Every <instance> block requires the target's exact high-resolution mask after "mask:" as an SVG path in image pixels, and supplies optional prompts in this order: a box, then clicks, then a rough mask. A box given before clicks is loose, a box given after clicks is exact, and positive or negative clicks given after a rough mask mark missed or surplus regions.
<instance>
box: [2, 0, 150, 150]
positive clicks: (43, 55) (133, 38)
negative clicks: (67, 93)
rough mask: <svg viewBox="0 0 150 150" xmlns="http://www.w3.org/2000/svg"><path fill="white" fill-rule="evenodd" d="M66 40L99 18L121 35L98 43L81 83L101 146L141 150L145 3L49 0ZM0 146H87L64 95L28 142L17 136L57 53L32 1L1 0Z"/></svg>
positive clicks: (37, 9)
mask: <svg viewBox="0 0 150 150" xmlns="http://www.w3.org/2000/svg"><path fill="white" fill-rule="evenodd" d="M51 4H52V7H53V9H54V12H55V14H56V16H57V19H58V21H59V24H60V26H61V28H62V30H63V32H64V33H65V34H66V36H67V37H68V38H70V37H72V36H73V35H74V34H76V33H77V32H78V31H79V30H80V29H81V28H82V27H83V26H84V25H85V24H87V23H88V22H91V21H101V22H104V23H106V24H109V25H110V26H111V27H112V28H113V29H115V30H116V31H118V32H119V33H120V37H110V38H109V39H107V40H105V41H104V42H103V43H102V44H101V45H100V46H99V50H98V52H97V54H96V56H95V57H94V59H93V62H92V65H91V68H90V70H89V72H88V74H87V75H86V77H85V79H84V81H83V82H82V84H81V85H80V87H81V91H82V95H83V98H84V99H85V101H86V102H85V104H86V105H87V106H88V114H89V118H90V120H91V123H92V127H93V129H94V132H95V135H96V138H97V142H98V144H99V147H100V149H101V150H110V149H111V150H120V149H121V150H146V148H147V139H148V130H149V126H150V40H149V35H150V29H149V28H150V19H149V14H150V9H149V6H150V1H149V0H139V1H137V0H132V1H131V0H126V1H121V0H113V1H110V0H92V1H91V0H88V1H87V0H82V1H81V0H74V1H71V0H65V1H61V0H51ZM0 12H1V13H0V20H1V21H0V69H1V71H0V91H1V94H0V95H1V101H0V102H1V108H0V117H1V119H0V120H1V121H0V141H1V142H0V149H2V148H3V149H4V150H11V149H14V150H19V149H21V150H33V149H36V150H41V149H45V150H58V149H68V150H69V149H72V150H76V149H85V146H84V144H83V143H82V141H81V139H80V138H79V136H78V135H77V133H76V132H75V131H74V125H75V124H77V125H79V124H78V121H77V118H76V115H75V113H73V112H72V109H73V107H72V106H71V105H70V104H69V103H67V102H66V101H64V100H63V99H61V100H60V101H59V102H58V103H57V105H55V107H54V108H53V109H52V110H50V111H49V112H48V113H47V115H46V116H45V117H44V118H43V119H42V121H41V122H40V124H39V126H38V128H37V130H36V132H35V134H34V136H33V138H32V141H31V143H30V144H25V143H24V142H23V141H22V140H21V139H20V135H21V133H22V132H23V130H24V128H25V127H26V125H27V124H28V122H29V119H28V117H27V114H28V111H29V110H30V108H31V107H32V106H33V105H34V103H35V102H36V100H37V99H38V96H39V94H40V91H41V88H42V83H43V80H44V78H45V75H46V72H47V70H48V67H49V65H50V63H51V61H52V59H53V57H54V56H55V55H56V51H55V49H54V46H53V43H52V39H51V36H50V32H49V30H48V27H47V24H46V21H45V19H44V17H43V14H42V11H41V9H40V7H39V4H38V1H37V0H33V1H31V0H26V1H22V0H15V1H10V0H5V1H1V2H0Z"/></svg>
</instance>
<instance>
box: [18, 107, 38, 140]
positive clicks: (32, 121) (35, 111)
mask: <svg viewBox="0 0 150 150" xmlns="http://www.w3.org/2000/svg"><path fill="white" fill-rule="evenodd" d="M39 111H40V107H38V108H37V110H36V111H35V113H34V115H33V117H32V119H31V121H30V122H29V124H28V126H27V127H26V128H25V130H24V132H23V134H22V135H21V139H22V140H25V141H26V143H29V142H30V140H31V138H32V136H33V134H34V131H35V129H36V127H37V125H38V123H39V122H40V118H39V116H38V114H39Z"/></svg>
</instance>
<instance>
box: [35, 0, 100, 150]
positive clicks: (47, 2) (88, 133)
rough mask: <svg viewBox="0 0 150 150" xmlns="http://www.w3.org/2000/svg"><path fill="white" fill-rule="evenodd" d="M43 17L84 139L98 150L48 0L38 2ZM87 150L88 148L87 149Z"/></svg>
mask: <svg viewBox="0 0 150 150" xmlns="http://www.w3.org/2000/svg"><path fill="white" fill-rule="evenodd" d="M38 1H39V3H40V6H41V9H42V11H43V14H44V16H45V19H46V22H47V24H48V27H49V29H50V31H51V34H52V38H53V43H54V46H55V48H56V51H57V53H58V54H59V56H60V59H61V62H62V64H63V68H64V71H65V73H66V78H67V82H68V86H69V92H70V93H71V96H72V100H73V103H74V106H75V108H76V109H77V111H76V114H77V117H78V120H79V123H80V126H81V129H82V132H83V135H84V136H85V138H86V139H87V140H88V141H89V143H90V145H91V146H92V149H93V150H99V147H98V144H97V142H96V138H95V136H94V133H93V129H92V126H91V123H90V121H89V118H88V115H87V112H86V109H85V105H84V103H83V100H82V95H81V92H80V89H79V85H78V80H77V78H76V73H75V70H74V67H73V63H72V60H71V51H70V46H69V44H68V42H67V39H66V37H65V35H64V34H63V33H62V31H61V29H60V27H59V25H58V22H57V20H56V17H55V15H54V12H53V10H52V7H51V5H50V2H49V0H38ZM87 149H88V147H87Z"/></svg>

EXERCISE DIRECTIONS.
A precise copy of all the records is needed.

TASK OUTPUT.
Every <instance> block requires the target's exact high-resolution mask after "mask:" as an SVG path in image pixels, and supplies optional prompts in this order: a box, then clicks, then a rough mask. A box given before clicks is loose, a box given after clicks is exact, and positive or negative clicks given after a rough mask mark missed or surplus regions.
<instance>
box: [2, 0, 150, 150]
positive clicks: (43, 55) (133, 38)
negative clicks: (67, 93)
rough mask: <svg viewBox="0 0 150 150" xmlns="http://www.w3.org/2000/svg"><path fill="white" fill-rule="evenodd" d="M66 40L99 18L121 35L98 43L81 83L101 146L141 150L145 3L49 0ZM0 146H87L64 95L28 142L17 136L57 53L32 1L1 0Z"/></svg>
positive clicks: (37, 9)
mask: <svg viewBox="0 0 150 150" xmlns="http://www.w3.org/2000/svg"><path fill="white" fill-rule="evenodd" d="M51 4H52V7H53V9H54V12H55V14H56V16H57V19H58V21H59V24H60V26H61V28H62V30H63V32H64V33H65V34H66V36H67V37H68V38H70V37H72V36H73V35H74V34H76V33H77V32H78V31H79V30H80V29H81V28H82V27H83V26H84V25H85V24H87V23H88V22H91V21H101V22H104V23H106V24H109V25H110V26H111V27H112V28H113V29H115V30H116V31H118V32H119V33H120V37H110V38H109V39H107V40H105V41H104V42H103V43H102V44H101V45H100V46H99V50H98V52H97V54H96V56H95V57H94V59H93V62H92V65H91V68H90V70H89V72H88V74H87V75H86V77H85V79H84V81H83V82H82V84H81V85H80V87H81V91H82V95H83V98H84V99H85V101H86V102H85V104H86V105H87V106H88V114H89V118H90V120H91V123H92V127H93V129H94V132H95V135H96V138H97V142H98V144H99V147H100V149H101V150H110V149H111V150H120V149H121V150H146V148H147V139H148V130H149V126H150V40H149V35H150V29H149V28H150V19H149V14H150V9H149V6H150V1H149V0H139V1H137V0H132V1H131V0H126V1H121V0H113V1H110V0H92V1H91V0H88V1H87V0H82V1H81V0H74V1H71V0H65V1H61V0H51ZM0 12H1V13H0V20H1V21H0V69H1V71H0V91H1V94H0V95H1V101H0V102H1V108H0V117H1V119H0V120H1V121H0V141H1V142H0V149H2V148H3V149H4V150H11V149H14V150H19V149H21V150H33V149H36V150H41V149H45V150H58V149H68V150H69V149H72V150H76V149H85V146H84V144H83V143H82V141H81V139H80V138H79V136H78V135H77V133H76V132H75V131H74V125H75V124H77V125H79V124H78V121H77V118H76V115H75V113H73V112H72V109H73V107H72V106H71V105H70V104H69V103H67V102H66V101H64V100H63V99H61V100H60V101H59V102H58V103H57V105H55V107H54V108H53V109H52V110H50V111H49V112H48V113H47V115H46V116H45V117H44V118H43V119H42V121H41V122H40V124H39V126H38V128H37V130H36V132H35V134H34V136H33V138H32V141H31V143H30V144H25V143H24V142H23V141H22V140H21V139H20V135H21V133H22V132H23V130H24V128H25V127H26V125H27V124H28V122H29V119H28V117H27V114H28V111H29V110H30V108H31V107H32V106H33V105H34V103H35V102H36V100H37V99H38V96H39V94H40V91H41V88H42V83H43V80H44V78H45V75H46V72H47V70H48V67H49V65H50V63H51V61H52V59H53V57H54V56H55V55H56V51H55V49H54V46H53V43H52V39H51V36H50V32H49V30H48V27H47V24H46V21H45V19H44V17H43V14H42V11H41V9H40V7H39V4H38V1H37V0H33V1H31V0H26V1H22V0H15V1H10V0H5V1H1V2H0Z"/></svg>
</instance>
<instance>
box: [18, 107, 38, 140]
positive clicks: (32, 121) (35, 111)
mask: <svg viewBox="0 0 150 150" xmlns="http://www.w3.org/2000/svg"><path fill="white" fill-rule="evenodd" d="M39 111H40V107H38V108H37V110H36V111H35V113H34V115H33V117H32V119H31V121H30V122H29V124H28V126H27V127H26V128H25V130H24V132H23V134H22V135H21V139H22V140H25V141H26V143H29V142H30V140H31V138H32V136H33V134H34V131H35V129H36V127H37V125H38V123H39V122H40V118H39V116H38V114H39Z"/></svg>
</instance>
<instance>
box: [35, 0, 100, 150]
positive clicks: (47, 2) (88, 133)
rough mask: <svg viewBox="0 0 150 150" xmlns="http://www.w3.org/2000/svg"><path fill="white" fill-rule="evenodd" d="M43 17L84 139L98 150L48 0L38 2ZM87 150L88 148L87 149Z"/></svg>
mask: <svg viewBox="0 0 150 150" xmlns="http://www.w3.org/2000/svg"><path fill="white" fill-rule="evenodd" d="M38 1H39V3H40V6H41V9H42V11H43V14H44V16H45V19H46V22H47V24H48V27H49V29H50V31H51V34H52V38H53V43H54V46H55V48H56V51H57V53H58V54H59V56H60V59H61V62H62V64H63V68H64V71H65V73H66V78H67V82H68V86H69V92H70V93H71V96H72V100H73V103H74V106H75V108H76V109H77V111H76V114H77V117H78V120H79V123H80V126H81V129H82V132H83V135H84V136H85V138H86V139H87V140H88V141H89V143H90V145H91V146H92V149H93V150H99V147H98V144H97V142H96V138H95V136H94V133H93V129H92V126H91V123H90V121H89V118H88V115H87V112H86V109H85V105H84V103H83V100H82V95H81V92H80V89H79V85H78V80H77V78H76V73H75V70H74V67H73V63H72V60H71V51H70V46H69V44H68V42H67V39H66V37H65V35H64V34H63V33H62V31H61V29H60V27H59V25H58V22H57V20H56V17H55V15H54V12H53V10H52V7H51V5H50V2H49V0H38ZM87 149H88V147H87Z"/></svg>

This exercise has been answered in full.